Point-per-instance localization data:
Content starts
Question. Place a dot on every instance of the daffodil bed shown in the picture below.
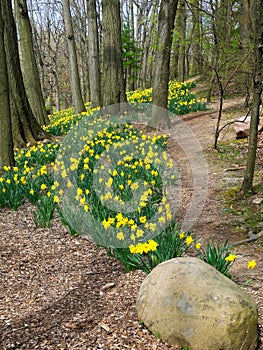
(56, 177)
(180, 98)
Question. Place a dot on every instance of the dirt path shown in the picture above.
(59, 292)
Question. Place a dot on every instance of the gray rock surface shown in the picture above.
(186, 302)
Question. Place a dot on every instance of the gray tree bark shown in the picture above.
(29, 66)
(162, 62)
(6, 139)
(247, 184)
(25, 127)
(72, 60)
(94, 54)
(113, 79)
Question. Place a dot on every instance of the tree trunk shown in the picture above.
(25, 127)
(6, 140)
(182, 44)
(197, 39)
(72, 60)
(29, 66)
(113, 79)
(162, 62)
(94, 55)
(247, 184)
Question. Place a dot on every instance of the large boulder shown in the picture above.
(186, 302)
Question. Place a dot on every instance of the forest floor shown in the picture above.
(62, 292)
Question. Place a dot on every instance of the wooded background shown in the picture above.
(62, 53)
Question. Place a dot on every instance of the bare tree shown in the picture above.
(29, 66)
(113, 80)
(162, 62)
(25, 127)
(94, 55)
(247, 184)
(73, 64)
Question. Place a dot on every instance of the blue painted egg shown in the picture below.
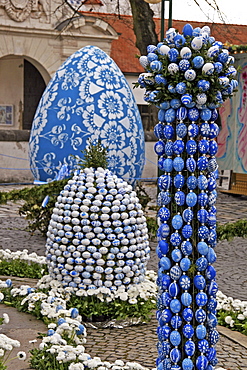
(199, 282)
(186, 247)
(175, 239)
(175, 305)
(169, 148)
(213, 336)
(201, 299)
(185, 264)
(175, 338)
(201, 331)
(74, 107)
(169, 131)
(202, 182)
(179, 198)
(191, 182)
(164, 214)
(202, 199)
(181, 130)
(198, 62)
(176, 322)
(175, 355)
(193, 130)
(189, 348)
(188, 331)
(186, 99)
(202, 216)
(202, 163)
(211, 255)
(186, 299)
(212, 289)
(165, 281)
(201, 362)
(164, 182)
(181, 88)
(187, 364)
(159, 148)
(200, 315)
(158, 131)
(166, 315)
(173, 290)
(188, 215)
(191, 147)
(178, 164)
(175, 272)
(187, 231)
(176, 255)
(191, 199)
(190, 164)
(202, 247)
(187, 314)
(201, 263)
(177, 222)
(164, 230)
(170, 115)
(212, 320)
(184, 282)
(178, 146)
(210, 273)
(203, 345)
(178, 181)
(193, 114)
(175, 104)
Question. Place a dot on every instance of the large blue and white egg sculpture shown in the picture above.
(88, 98)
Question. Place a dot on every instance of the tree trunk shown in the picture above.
(144, 26)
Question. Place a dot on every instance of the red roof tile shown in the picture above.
(124, 51)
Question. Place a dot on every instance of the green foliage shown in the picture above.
(239, 325)
(231, 229)
(21, 268)
(95, 155)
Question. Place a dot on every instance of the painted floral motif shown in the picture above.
(87, 98)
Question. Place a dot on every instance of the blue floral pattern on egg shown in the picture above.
(88, 97)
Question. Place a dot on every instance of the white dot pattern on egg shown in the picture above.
(113, 253)
(88, 97)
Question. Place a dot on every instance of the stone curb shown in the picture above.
(235, 336)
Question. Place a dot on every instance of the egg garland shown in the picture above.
(97, 235)
(193, 82)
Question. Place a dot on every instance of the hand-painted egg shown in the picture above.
(173, 55)
(185, 53)
(187, 30)
(74, 104)
(186, 99)
(201, 362)
(179, 198)
(196, 43)
(188, 215)
(187, 364)
(187, 314)
(208, 69)
(181, 88)
(172, 68)
(190, 74)
(199, 282)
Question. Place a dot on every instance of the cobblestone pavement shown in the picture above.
(138, 343)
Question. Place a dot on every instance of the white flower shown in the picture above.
(22, 355)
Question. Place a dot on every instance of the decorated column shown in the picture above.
(188, 76)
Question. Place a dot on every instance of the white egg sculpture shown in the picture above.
(88, 97)
(97, 238)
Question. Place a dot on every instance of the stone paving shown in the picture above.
(138, 343)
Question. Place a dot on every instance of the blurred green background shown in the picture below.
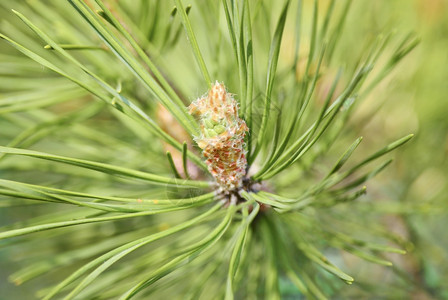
(412, 193)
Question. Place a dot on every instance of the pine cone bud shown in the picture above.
(222, 137)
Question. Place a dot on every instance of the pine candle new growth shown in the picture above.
(222, 137)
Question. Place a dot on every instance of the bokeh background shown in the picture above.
(411, 195)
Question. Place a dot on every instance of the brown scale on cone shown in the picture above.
(222, 137)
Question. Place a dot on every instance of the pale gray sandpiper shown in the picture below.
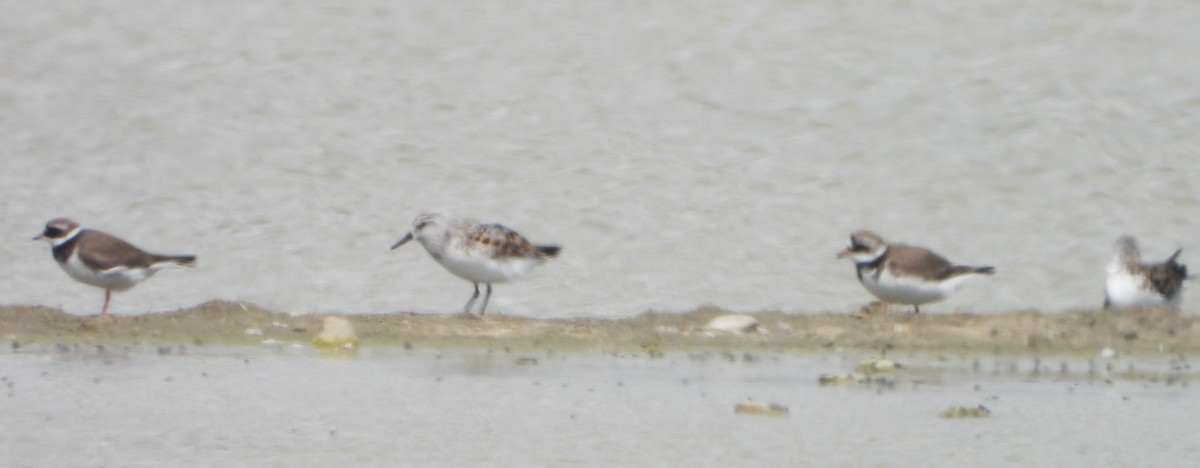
(103, 261)
(1135, 285)
(480, 253)
(901, 274)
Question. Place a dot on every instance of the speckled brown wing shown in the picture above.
(498, 241)
(909, 261)
(1167, 277)
(102, 252)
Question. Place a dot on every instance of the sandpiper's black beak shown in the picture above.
(402, 240)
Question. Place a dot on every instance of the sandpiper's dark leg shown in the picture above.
(486, 298)
(108, 297)
(472, 301)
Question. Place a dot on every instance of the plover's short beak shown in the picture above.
(402, 240)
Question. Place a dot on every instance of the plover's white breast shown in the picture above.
(115, 279)
(907, 289)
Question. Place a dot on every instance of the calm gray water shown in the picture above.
(684, 153)
(288, 408)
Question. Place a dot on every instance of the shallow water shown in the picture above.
(288, 407)
(683, 153)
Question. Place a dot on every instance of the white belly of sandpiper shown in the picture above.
(489, 270)
(1127, 291)
(910, 291)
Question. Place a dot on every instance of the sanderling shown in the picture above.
(1135, 285)
(480, 253)
(905, 274)
(103, 261)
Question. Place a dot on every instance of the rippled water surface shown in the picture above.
(286, 407)
(683, 153)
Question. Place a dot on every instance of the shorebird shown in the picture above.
(480, 253)
(901, 274)
(103, 261)
(1135, 285)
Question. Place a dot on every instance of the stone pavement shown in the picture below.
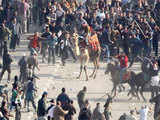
Content ends
» **Prompt**
Once the pictures are set aside, repeat the data above exactly.

» **Finished task**
Question. Place a dot on every instance of the daffodil bed shown in the picture below.
(56, 177)
(180, 98)
Question. Place a dot on every instance of the dirt path shown in the picture above.
(59, 292)
Question. Place a dot on every instance of the gray rock surface shown in the picture above.
(186, 302)
Question. Place a dot on every instance of the gray tree bark shown in the picture above.
(29, 66)
(162, 62)
(6, 139)
(247, 184)
(25, 127)
(72, 60)
(94, 54)
(113, 79)
Question. Place a dot on every instance of the tree trunk shown in the picture above.
(25, 127)
(6, 140)
(182, 44)
(197, 39)
(72, 60)
(29, 66)
(113, 79)
(162, 62)
(94, 55)
(247, 184)
Question. Place a dot on every instance of the large boulder shown in the picture above.
(186, 302)
Question. Place a dot on every instance of the forest floor shown in the picture above.
(62, 292)
Question. Place a dot on every instance of the wooded background shown in the picture above.
(62, 53)
Question. Place a dot on every instance of the bare tree shown in the picture above.
(29, 66)
(113, 80)
(162, 62)
(25, 127)
(94, 55)
(247, 184)
(73, 64)
Question. Place a dot on every instance of the blue painted egg shown in the picture below.
(199, 282)
(186, 247)
(175, 239)
(175, 305)
(169, 148)
(213, 336)
(201, 299)
(185, 264)
(175, 338)
(201, 331)
(74, 107)
(169, 131)
(202, 182)
(179, 198)
(191, 182)
(164, 214)
(202, 199)
(181, 130)
(198, 62)
(176, 322)
(175, 355)
(193, 130)
(189, 348)
(188, 331)
(186, 99)
(202, 216)
(202, 163)
(211, 255)
(186, 299)
(212, 289)
(165, 281)
(201, 362)
(164, 182)
(181, 88)
(187, 364)
(159, 148)
(200, 315)
(158, 131)
(166, 315)
(173, 290)
(188, 215)
(191, 147)
(178, 164)
(175, 272)
(187, 231)
(176, 255)
(191, 199)
(190, 164)
(202, 247)
(187, 314)
(201, 263)
(177, 222)
(164, 230)
(170, 115)
(212, 320)
(184, 282)
(178, 146)
(210, 273)
(203, 345)
(178, 181)
(193, 114)
(175, 104)
Question. Place a dot on every instance of the large blue and white egg sculpture shown in the picture above.
(88, 98)
Question. Place a dot on every instance of the tree trunk shown in the picture above.
(144, 26)
Question. Place a dot on every instance of the red roof tile shown in the picture above.
(124, 51)
Question. Place a dot on every instance of the green foliage shown in the picture above.
(239, 325)
(231, 229)
(21, 268)
(95, 155)
Question. Place a dot on every instance of the painted floral motif shown in the picture above.
(87, 98)
Question. Place a dot on every instance of the blue floral pattern on egg shown in the picture above.
(88, 97)
Question. Place a dot on every instance of the white dot pattern on egg shown in the picture above.
(113, 253)
(88, 97)
Question. Place a dot on every instance of the stone curb shown in the picture above.
(235, 336)
Question. Place a dot on every instance of the egg garland shown in the picture above.
(97, 235)
(193, 82)
Question. Place a dot on every instance of the hand-painted egg shown in the picture above.
(173, 55)
(185, 53)
(187, 30)
(74, 104)
(186, 99)
(201, 362)
(179, 198)
(196, 43)
(188, 215)
(187, 364)
(187, 314)
(208, 69)
(181, 88)
(172, 68)
(190, 74)
(199, 282)
Question. Place a dot on every instance of the cobblestone pavement shown in the picture above.
(138, 343)
Question. Place a dot on every instance of the white flower shown in the picture above.
(22, 355)
Question. Place a dot on every instance of the decorated column shown in the picture above.
(188, 76)
Question. Place a dot on every instance of the white egg sculpture shown in the picture above.
(88, 97)
(97, 238)
Question. Place a dot on every instance of the stone paving shown in the picture above.
(138, 343)
Question. Place a dot on every instance of the blurred green background shown in the picture below.
(412, 193)
Question. Place a dot on every instance of the pine cone bud shown in the picture above.
(222, 137)
Question. Place a dot on every instance of the pine candle new growth shown in the picture above.
(222, 137)
Question. Place a dot on every instance of the bokeh background shown in the picture above.
(411, 195)
Question. Place a dot on every instance of the brown scale on cone shown in the picture above.
(222, 137)
Question. Place a dot on every instance of the pale gray sandpiper shown in the picture below.
(103, 261)
(1135, 285)
(480, 253)
(901, 274)
Question. Place a dot on every instance of the speckled brown wing shown in the picture above.
(498, 241)
(909, 261)
(1167, 277)
(102, 252)
Question. Place a dot on every instance of the sandpiper's black beak shown in the picture above.
(402, 240)
Question. Place a dot on every instance of the sandpiper's dark leg shown in the picture above.
(486, 298)
(108, 297)
(472, 301)
Question. Place a dot on every instance of the plover's short beak shown in the picture above.
(402, 240)
Question. Place a dot on every instance of the plover's white breast shown in the picture above.
(115, 279)
(907, 289)
Question. Place a dot on every instance of the calm gray water shown in the picture above.
(684, 153)
(288, 408)
Question. Place a dot on every instance of the shallow water shown in the picture above.
(288, 407)
(683, 153)
Question. Place a dot on every instance of the white belly of sandpiper shown in the picture above.
(489, 270)
(1127, 291)
(910, 291)
Question. Place a dot on every instance of the sanderling shown in the picture above.
(1135, 285)
(480, 253)
(905, 274)
(103, 261)
Question. Place a dot on every instance of the rippled water surface shown in the picture above.
(286, 407)
(683, 153)
Question. Place a dot on every instance of the shorebird shown in the picture above.
(480, 253)
(901, 274)
(103, 261)
(1135, 285)
Question. Place a dot on every instance of the stone pavement shown in the picture below.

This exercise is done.